Task objective:
Pictures should not appear in the copy; the records themselves must be written out exactly.
▼
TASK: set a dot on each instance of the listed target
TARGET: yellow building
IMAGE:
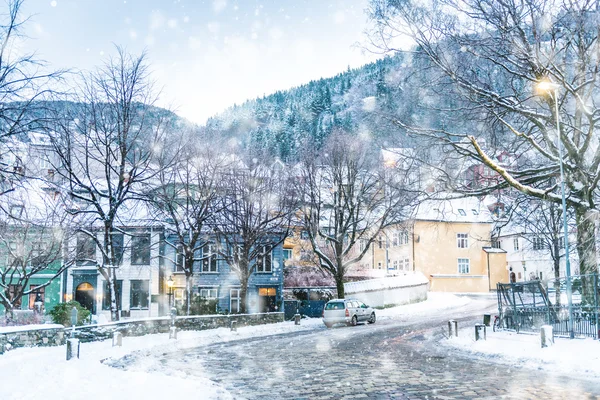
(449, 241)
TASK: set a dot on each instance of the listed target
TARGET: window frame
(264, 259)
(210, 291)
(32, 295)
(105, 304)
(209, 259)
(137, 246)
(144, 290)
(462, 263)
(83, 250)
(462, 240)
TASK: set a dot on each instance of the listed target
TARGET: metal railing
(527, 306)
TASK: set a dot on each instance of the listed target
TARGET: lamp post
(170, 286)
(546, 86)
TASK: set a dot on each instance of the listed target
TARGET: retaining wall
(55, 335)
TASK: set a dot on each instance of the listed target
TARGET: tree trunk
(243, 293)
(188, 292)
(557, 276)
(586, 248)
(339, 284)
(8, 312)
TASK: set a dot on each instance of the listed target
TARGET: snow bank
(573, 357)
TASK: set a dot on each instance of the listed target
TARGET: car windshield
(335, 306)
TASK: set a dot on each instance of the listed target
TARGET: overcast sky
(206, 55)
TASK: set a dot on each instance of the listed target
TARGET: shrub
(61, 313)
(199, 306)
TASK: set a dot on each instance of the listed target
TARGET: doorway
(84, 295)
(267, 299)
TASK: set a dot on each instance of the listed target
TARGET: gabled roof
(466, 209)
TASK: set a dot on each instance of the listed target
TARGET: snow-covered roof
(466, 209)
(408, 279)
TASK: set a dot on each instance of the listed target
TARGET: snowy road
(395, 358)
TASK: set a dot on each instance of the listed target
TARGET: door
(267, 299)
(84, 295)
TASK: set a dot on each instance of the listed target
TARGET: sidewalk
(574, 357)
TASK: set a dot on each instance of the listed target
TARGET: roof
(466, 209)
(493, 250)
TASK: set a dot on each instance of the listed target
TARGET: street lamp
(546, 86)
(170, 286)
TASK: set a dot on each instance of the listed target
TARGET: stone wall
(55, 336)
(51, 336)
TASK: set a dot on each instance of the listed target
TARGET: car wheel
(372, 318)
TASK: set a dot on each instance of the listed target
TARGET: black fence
▲
Output of the task:
TASK: set a dot on each instance of the listed target
TARGET: yellow building
IMAGE:
(449, 241)
TASK: set a dot on each instance of the listed target
TARGET: window frame
(264, 259)
(210, 291)
(32, 295)
(105, 304)
(209, 259)
(137, 246)
(144, 290)
(462, 263)
(83, 250)
(462, 240)
TASK: set a dot on each instance of the listed target
TARGET: metal railing
(527, 306)
TASK: set a dot on each instance of the listed target
TARGET: lamp post
(170, 286)
(546, 86)
TASK: set a dot on each instance of the listed target
TARGET: retaining wall
(55, 335)
TASK: set a dot on each instance of the listed target
TARGET: tree trunk
(243, 293)
(188, 292)
(557, 276)
(586, 248)
(339, 284)
(8, 312)
TASK: set a dot on each instance of the listed target
TARGET: snow bank
(573, 357)
TASK: set a dot on each instance of the listed target
TARGET: car windshield
(335, 306)
TASK: set a dot on each instance of the listed target
TARGET: overcast sky
(206, 55)
TASK: set a dot on each instance of the listed target
TARGET: shrub
(61, 313)
(199, 306)
TASK: set a dot on each instance of the listed target
TARGET: doorway
(84, 295)
(267, 299)
TASK: set a dot on each instance of the listed target
TARGET: gabled roof
(466, 209)
TASK: set a dot on each instance of the listed target
TARGET: snow-covered roof
(466, 209)
(408, 279)
TASK: set a dot on each instance of the listed target
TARGET: snowy road
(395, 358)
TASK: set a dot on each instance of the listed target
TARGET: door
(267, 299)
(84, 295)
TASK: set a dot on each instance of the listed target
TARGET: sidewalk
(574, 357)
TASK: set a dot on each instance of the listed target
TARGET: roof
(466, 209)
(493, 250)
TASK: set a dot on each instance of the listed target
TARGET: street lamp
(546, 86)
(170, 286)
TASK: set a dot on each instance of the listed target
TARGET: stone wall
(55, 336)
(51, 336)
TASK: set a dot on each instance of the listed target
TARGET: car wheel
(372, 318)
TASK: set a dot on each instance of the listed target
TARGET: black fence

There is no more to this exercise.